[START Exercise materials]
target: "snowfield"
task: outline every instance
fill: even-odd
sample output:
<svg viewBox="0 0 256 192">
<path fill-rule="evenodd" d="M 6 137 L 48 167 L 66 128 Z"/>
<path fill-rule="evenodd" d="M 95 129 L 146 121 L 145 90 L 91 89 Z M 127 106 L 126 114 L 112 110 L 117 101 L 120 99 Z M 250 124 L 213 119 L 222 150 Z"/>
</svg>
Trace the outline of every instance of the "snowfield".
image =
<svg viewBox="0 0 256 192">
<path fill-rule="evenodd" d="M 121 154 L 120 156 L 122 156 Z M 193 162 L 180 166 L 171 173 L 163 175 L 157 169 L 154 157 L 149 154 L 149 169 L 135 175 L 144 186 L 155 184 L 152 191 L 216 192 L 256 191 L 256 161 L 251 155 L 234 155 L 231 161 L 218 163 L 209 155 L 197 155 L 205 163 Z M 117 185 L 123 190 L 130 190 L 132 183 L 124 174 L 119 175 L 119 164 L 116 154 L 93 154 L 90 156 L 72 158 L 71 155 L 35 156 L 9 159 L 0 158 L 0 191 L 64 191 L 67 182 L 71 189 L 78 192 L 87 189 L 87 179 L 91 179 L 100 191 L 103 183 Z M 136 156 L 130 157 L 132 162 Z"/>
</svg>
[END Exercise materials]
Problem
Can you put the lines above into a numbered list, leaving out any blank lines?

Solution for this task
1. target: "snowfield"
2. task: outline every instance
3. fill: even-odd
4. sample output:
5. <svg viewBox="0 0 256 192">
6. <path fill-rule="evenodd" d="M 6 137 L 48 167 L 66 128 Z"/>
7. <path fill-rule="evenodd" d="M 95 129 L 146 121 L 145 90 L 91 89 Z M 127 106 L 126 114 L 112 110 L 117 101 L 120 99 Z M 250 124 L 213 119 L 222 150 Z"/>
8. </svg>
9. Trace the outline of every instance of the "snowfield".
10. image =
11. <svg viewBox="0 0 256 192">
12. <path fill-rule="evenodd" d="M 121 154 L 120 156 L 122 156 Z M 193 162 L 180 166 L 171 173 L 163 175 L 157 169 L 154 157 L 149 154 L 149 169 L 135 175 L 144 186 L 155 184 L 152 191 L 216 192 L 256 191 L 256 161 L 251 155 L 234 155 L 231 161 L 218 163 L 209 155 L 197 155 L 205 163 Z M 117 185 L 123 190 L 130 190 L 132 183 L 124 174 L 119 175 L 119 164 L 116 154 L 93 154 L 90 156 L 72 158 L 71 155 L 35 156 L 9 159 L 0 158 L 0 191 L 64 191 L 67 182 L 71 189 L 78 192 L 87 189 L 87 179 L 91 179 L 100 191 L 103 183 Z M 136 156 L 130 157 L 132 162 Z"/>
13. </svg>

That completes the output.